=== Extracted data ===
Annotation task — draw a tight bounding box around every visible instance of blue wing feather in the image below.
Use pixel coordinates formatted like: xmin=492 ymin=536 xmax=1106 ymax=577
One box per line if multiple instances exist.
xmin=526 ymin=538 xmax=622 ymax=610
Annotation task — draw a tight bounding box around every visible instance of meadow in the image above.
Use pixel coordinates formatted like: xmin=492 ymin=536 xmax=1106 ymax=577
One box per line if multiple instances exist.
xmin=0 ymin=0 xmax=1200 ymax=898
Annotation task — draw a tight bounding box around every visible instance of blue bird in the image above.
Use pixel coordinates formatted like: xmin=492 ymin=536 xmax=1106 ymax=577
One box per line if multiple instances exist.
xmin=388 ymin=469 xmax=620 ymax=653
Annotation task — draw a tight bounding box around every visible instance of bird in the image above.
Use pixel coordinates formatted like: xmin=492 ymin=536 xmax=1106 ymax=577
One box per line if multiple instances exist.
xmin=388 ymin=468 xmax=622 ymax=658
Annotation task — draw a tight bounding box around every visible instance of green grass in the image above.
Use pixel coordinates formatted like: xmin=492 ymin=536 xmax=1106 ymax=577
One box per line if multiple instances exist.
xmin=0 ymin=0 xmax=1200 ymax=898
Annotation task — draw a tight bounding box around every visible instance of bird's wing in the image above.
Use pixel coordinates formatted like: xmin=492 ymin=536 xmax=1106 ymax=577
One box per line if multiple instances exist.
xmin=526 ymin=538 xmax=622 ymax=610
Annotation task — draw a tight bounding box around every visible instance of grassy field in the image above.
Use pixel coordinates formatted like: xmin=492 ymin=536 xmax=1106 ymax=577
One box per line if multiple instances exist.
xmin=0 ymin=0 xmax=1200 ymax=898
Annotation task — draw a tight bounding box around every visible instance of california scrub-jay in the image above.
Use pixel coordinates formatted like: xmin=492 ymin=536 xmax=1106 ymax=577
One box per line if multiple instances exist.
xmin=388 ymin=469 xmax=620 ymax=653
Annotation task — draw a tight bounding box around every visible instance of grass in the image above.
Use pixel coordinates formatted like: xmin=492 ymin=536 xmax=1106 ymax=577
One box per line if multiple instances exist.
===
# Instructions to follow:
Reproduce, without alteration, the lines of the entries from the one containing "of grass in the image above." through the end of the entries, including both ends.

# Written response:
Annotation task — draw a tight bounding box around every visible instance of grass in the image above.
Use pixel coordinates formatted like: xmin=492 ymin=536 xmax=1106 ymax=577
One box per line if multiple instances exist.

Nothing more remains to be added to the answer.